+++ Kutipan

Al-qur’an menunjukkan kondisi realistis bahwa ternyata orang yang bertaqwa pun tidaklah sebersih kain putih tanpa noda. Dia juga, pada suatu kondisi, bisa jatuh ke dalam perbuatan keji atau menganiaya dirinya sendiri (sudah tahu salah masih melakukan).
---------
PEDOMAN
KARYA
Sabtu,
18 Mei 2019
Suluh Ramadhan 1440 H – Jalan Menuju Taqwa (11):
Orang Bertaqwa pun Tidaklah Sebersih Kain Putih
Oleh:
Abdul
Rakhim Nanda
(Wakil
Sekretaris Muhammadiyah Sulsel / Wakil Rektor I Unismuh Makassar)
Allah
SWT berfirman yang artinya, “Dan (juga) orang-orang yang apabila mengerjakan
perbuatan keji atau terhadap dosa-dosa mereka. Dan siapa lagi yang dapat
mengampuni dosa selain dari pada Allah? Dan mereka tidak meneruskan perbuatan
kejinya itu, sedang mereka mengetahui.” (Ali Imran/3 : 135)
Ayat
135 Surah Ali Imran ini masih merupakan penjelasan sifat dan kebiasaan
orang-orang bertaqwa (muttaqien) yang terdapat di Surah Ali Imran, ayat 133.
Pada ayat 134 menjelaskan sifat ketaqwaan yang tinggi yang bersemayam dalam
diri seorang hamba Allah dan dijadikannya perangai dalam menghadapi orang lain,
sedangkan pada ayat 135 ini menggambarkan kondisi ketaqwaan yang mencapai titik
terendah yang–mungkin saja dapat–terjadi dalam diri seorang hamba Allah, dan jalan
keluar atau penyelesainnya.
Berikut
uraian singkatnya.
Sifat
ke-15, yakni mereka yang mengingat Allah dan segera memohon ampun terhadap
dosa-dosa mereka ketika terlanjur melakukan perbuatan keji atau menganiaya diri
mereka sendiri.

++++++
+++ Cuplikan Baris

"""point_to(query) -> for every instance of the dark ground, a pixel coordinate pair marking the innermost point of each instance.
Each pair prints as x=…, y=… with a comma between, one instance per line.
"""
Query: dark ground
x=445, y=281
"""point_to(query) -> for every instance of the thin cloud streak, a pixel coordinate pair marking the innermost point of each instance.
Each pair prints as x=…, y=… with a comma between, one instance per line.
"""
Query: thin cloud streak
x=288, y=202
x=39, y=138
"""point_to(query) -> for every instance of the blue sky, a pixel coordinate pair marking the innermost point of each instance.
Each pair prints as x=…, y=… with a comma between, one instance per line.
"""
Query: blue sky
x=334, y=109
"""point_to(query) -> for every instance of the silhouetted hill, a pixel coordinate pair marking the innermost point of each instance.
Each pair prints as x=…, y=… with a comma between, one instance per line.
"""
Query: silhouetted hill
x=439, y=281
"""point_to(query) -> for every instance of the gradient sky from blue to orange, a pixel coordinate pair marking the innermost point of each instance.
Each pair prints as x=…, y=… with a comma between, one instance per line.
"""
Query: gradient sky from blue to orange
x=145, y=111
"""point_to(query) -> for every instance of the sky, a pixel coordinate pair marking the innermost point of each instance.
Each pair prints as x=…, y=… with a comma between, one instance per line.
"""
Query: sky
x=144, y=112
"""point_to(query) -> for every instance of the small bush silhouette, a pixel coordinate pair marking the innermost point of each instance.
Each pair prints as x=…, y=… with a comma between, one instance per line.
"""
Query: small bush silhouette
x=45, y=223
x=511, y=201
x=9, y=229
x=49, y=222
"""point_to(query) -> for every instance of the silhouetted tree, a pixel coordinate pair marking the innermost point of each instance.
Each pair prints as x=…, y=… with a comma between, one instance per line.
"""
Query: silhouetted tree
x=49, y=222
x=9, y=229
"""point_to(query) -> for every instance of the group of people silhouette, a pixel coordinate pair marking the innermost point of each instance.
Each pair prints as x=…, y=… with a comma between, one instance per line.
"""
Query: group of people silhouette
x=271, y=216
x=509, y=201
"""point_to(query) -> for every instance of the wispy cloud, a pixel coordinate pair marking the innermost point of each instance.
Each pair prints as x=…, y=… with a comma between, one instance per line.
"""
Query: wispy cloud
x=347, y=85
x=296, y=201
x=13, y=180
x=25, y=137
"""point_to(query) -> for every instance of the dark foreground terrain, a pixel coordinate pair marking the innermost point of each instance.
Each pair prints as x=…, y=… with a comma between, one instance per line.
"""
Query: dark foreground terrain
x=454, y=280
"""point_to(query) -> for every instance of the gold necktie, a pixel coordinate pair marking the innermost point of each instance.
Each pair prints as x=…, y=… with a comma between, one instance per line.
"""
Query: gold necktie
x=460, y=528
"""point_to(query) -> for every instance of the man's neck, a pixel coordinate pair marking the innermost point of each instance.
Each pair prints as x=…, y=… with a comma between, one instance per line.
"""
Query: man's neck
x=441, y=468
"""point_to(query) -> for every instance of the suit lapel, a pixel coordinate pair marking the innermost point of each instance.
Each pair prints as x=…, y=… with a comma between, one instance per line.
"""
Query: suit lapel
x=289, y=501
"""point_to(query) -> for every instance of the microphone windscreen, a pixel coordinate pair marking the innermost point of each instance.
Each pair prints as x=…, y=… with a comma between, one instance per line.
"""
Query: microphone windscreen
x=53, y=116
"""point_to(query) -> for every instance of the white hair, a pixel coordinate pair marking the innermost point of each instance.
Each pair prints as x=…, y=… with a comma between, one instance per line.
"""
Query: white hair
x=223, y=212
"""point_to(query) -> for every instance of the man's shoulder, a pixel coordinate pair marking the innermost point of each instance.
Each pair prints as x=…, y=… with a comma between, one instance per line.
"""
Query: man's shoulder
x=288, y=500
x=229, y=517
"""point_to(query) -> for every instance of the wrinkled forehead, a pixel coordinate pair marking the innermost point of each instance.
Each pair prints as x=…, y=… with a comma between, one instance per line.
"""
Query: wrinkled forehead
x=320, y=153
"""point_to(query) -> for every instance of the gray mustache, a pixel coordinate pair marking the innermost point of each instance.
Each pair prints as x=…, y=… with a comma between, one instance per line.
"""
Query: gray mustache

++++++

## Soal Tertulis
Berikan salinan persis bagian kutipan tentang orang bertakwa, mulai dari "Pada ayat 134" sampai dengan "uraian singkatnya.", termasuk kedua ujungnya.

## Jawaban Tugas
Pada ayat 134 menjelaskan sifat ketaqwaan yang tinggi yang bersemayam dalam
diri seorang hamba Allah dan dijadikannya perangai dalam menghadapi orang lain,
sedangkan pada ayat 135 ini menggambarkan kondisi ketaqwaan yang mencapai titik
terendah yang–mungkin saja dapat–terjadi dalam diri seorang hamba Allah, dan jalan
keluar atau penyelesainnya.
Berikut
uraian singkatnya.